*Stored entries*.
:::::

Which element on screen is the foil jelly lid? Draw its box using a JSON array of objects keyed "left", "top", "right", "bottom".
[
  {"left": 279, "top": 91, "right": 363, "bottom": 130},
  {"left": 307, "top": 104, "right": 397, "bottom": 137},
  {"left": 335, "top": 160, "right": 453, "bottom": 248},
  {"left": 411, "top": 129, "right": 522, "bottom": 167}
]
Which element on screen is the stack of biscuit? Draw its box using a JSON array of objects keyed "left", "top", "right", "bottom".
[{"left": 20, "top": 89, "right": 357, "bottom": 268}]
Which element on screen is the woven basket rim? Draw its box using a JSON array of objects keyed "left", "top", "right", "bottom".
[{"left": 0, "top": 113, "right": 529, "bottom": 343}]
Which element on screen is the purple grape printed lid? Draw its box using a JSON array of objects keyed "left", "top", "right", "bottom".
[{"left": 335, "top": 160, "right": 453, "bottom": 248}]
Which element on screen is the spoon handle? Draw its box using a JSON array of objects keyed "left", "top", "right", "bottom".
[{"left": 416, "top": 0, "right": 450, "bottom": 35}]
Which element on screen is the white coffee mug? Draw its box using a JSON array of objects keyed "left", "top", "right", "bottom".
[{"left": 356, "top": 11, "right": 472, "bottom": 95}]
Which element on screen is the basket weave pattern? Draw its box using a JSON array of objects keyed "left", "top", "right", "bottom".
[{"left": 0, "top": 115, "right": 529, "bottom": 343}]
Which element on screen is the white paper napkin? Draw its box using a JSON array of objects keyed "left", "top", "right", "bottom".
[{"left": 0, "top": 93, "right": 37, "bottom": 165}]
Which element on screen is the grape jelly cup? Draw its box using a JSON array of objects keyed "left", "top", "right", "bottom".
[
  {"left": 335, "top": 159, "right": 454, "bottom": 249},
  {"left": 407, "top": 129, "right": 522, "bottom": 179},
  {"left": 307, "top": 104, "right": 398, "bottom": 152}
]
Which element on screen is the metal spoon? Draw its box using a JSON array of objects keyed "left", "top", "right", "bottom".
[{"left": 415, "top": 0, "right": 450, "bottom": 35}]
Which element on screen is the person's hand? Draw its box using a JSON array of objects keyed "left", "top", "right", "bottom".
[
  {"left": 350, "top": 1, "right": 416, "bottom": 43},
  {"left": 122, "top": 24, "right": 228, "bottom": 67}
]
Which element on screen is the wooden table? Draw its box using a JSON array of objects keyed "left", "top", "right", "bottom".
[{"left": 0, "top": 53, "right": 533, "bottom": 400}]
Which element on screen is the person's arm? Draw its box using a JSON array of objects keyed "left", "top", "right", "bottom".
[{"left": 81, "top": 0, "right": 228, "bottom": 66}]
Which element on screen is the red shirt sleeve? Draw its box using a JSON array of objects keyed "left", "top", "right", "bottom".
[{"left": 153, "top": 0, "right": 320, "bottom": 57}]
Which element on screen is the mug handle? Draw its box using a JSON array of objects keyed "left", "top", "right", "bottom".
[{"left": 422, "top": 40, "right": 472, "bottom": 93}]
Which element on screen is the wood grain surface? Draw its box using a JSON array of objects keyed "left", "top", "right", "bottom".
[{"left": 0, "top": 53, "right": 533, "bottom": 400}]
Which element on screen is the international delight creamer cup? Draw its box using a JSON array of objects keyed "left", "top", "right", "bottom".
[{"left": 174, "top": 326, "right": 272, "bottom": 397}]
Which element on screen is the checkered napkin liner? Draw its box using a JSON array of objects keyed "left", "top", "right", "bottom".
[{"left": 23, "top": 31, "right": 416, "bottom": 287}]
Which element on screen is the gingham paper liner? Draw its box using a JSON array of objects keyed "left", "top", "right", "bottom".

:::::

*THE EXERCISE*. Convert the records above into a JSON list of strings, one string per line, leaving out any blank lines.

*COMPLETED EXERCISE*.
[
  "Which element on screen is the foil jelly lid? Draw its box using a JSON array of objects keyed \"left\", \"top\", \"right\", \"bottom\".",
  "[",
  "  {\"left\": 279, \"top\": 91, \"right\": 363, \"bottom\": 130},",
  "  {\"left\": 307, \"top\": 104, \"right\": 397, \"bottom\": 137},",
  "  {\"left\": 335, \"top\": 160, \"right\": 453, \"bottom\": 248},",
  "  {\"left\": 411, \"top\": 129, \"right\": 522, \"bottom\": 167}",
  "]",
  "Which element on screen is the stack of biscuit? Draw its box using a JSON array of objects keyed \"left\", \"top\", \"right\", \"bottom\".",
  "[{\"left\": 20, \"top\": 89, \"right\": 357, \"bottom\": 268}]",
  "Which element on screen is the woven basket rim? Draw its box using a JSON array of objects keyed \"left\", \"top\", \"right\", \"bottom\".",
  "[{\"left\": 0, \"top\": 113, \"right\": 529, \"bottom\": 343}]",
  "Which element on screen is the purple grape printed lid? Draw its box using a JSON array of objects keyed \"left\", \"top\", \"right\", \"bottom\".",
  "[{\"left\": 335, \"top\": 160, \"right\": 453, \"bottom\": 248}]",
  "Which element on screen is the spoon handle? Draw its box using a JSON array of objects keyed \"left\", \"top\", \"right\", \"bottom\".",
  "[{\"left\": 416, \"top\": 0, \"right\": 450, \"bottom\": 35}]",
  "Which element on screen is the white coffee mug? Draw its box using a JSON array of objects keyed \"left\", \"top\", \"right\", \"bottom\".",
  "[{\"left\": 356, \"top\": 11, \"right\": 472, \"bottom\": 95}]",
  "Which element on screen is the basket weave pattern? Draw its box using a JSON array of objects keyed \"left\", \"top\", \"right\", \"bottom\".",
  "[{\"left\": 0, \"top\": 115, \"right\": 529, \"bottom\": 343}]",
  "Which element on screen is the white paper napkin? Draw its box using a JSON array of objects keyed \"left\", \"top\", \"right\", \"bottom\".",
  "[{\"left\": 0, \"top\": 93, \"right\": 37, \"bottom\": 165}]",
  "Which element on screen is the grape jelly cup? Draw its box using a JSON array of objects keyed \"left\", \"top\", \"right\", \"bottom\".",
  "[",
  "  {\"left\": 335, \"top\": 159, \"right\": 454, \"bottom\": 249},",
  "  {\"left\": 407, \"top\": 129, \"right\": 522, \"bottom\": 179},",
  "  {\"left\": 307, \"top\": 104, \"right\": 398, \"bottom\": 152}",
  "]",
  "Which element on screen is the metal spoon? Draw its box using a JSON array of objects keyed \"left\", \"top\", \"right\", \"bottom\".",
  "[{\"left\": 415, \"top\": 0, \"right\": 450, \"bottom\": 35}]",
  "Which element on screen is the person's hand? Draw its box using a JSON array of objects keyed \"left\", \"top\", \"right\", \"bottom\".",
  "[",
  "  {\"left\": 350, \"top\": 1, \"right\": 416, \"bottom\": 43},",
  "  {\"left\": 122, \"top\": 24, \"right\": 228, \"bottom\": 67}",
  "]",
  "Which element on screen is the wooden table? Draw its box using a JSON array of objects keyed \"left\", \"top\", \"right\", \"bottom\".",
  "[{\"left\": 0, \"top\": 53, \"right\": 533, \"bottom\": 400}]",
  "Which element on screen is the person's arm? Draw its box using a JSON array of objects keyed \"left\", \"top\", \"right\", \"bottom\".",
  "[{\"left\": 81, \"top\": 0, \"right\": 228, \"bottom\": 66}]",
  "Which element on screen is the red shirt sleeve? Draw its box using a JSON array of objects keyed \"left\", \"top\", \"right\", \"bottom\".",
  "[{\"left\": 153, \"top\": 0, \"right\": 320, \"bottom\": 57}]",
  "Which element on screen is the mug handle? Draw its box using a JSON array of objects keyed \"left\", \"top\", \"right\", \"bottom\".",
  "[{\"left\": 422, \"top\": 40, \"right\": 472, \"bottom\": 93}]",
  "Which element on screen is the wood grain surface? Draw its box using a JSON array of objects keyed \"left\", \"top\", \"right\", \"bottom\".",
  "[{\"left\": 0, \"top\": 53, \"right\": 533, \"bottom\": 400}]",
  "Which element on screen is the international delight creamer cup? Draw its box using a JSON array of objects keyed \"left\", \"top\", \"right\", \"bottom\".",
  "[{\"left\": 174, \"top\": 326, \"right\": 272, \"bottom\": 397}]",
  "Which element on screen is the checkered napkin liner? Draw its box using a JSON array of objects keyed \"left\", \"top\", \"right\", \"bottom\".",
  "[{\"left\": 23, \"top\": 31, \"right\": 416, \"bottom\": 287}]",
  "Which element on screen is the gingham paper liner? Draw its box using a JSON array of objects keyed \"left\", \"top\", \"right\", \"bottom\"."
]